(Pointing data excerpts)
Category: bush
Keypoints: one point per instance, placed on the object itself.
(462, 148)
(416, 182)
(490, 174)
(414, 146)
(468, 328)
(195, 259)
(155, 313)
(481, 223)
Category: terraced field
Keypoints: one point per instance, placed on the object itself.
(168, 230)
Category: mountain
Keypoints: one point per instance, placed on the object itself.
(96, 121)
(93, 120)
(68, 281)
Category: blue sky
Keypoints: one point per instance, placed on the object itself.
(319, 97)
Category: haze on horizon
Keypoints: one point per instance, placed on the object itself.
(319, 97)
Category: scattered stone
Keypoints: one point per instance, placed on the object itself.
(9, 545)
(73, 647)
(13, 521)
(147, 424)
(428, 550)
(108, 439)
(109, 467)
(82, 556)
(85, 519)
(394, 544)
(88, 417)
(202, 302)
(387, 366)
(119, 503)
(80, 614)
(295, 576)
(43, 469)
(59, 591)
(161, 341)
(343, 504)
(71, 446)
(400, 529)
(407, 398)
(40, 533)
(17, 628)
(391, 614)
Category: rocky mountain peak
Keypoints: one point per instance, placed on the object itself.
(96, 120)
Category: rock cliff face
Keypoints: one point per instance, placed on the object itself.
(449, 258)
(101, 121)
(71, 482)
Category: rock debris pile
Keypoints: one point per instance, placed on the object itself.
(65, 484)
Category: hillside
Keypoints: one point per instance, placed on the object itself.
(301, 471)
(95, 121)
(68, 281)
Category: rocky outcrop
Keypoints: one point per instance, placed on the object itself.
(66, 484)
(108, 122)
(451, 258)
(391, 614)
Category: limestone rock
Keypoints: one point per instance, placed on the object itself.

▶ _Prompt_:
Rewrite every entry above with "Category" swapped for "Class", keeping all other text as it is.

▶ _Written reply_:
Class: bush
Keypoints: one point per instance, placed on the object itself.
(462, 148)
(416, 182)
(490, 174)
(414, 146)
(468, 328)
(195, 259)
(155, 313)
(481, 223)
Class: terraced field
Keypoints: one point per instance, placed on the object itself.
(168, 230)
Class: mountain
Keypoints: one point per instance, placed on the object itself.
(96, 121)
(93, 120)
(68, 281)
Class: blue sky
Keypoints: one point per instance, placed on the object itself.
(319, 97)
Class: haze on horizon
Keypoints: one point per instance, placed on the object itself.
(319, 97)
Class: scattered stone
Keypoints: one point per instance, placed on the object itself.
(9, 545)
(73, 647)
(13, 521)
(147, 424)
(428, 550)
(108, 439)
(109, 467)
(82, 556)
(85, 519)
(394, 544)
(88, 417)
(202, 302)
(387, 366)
(119, 503)
(80, 614)
(295, 576)
(43, 469)
(59, 591)
(161, 341)
(343, 504)
(71, 446)
(400, 529)
(407, 398)
(40, 533)
(17, 628)
(391, 614)
Class: rocky mountain peak
Keypoints: one point per instance, placed on the object itself.
(96, 120)
Class: rock cliff face
Keypoints: one point per instance, placed on the object itself.
(449, 258)
(101, 121)
(71, 482)
Class: rock debris pile
Keypoints: one point per instance, placed on the object itself.
(65, 484)
Class: hillside
Keypoints: one point per instance, placed on the object itself.
(301, 471)
(95, 121)
(68, 281)
Class: rocky outcrop
Keypoints: one point per instance, placed on the object itself.
(66, 484)
(108, 122)
(451, 258)
(391, 614)
Class: limestone rock
Keypoints: one point per instance, placed on the object itself.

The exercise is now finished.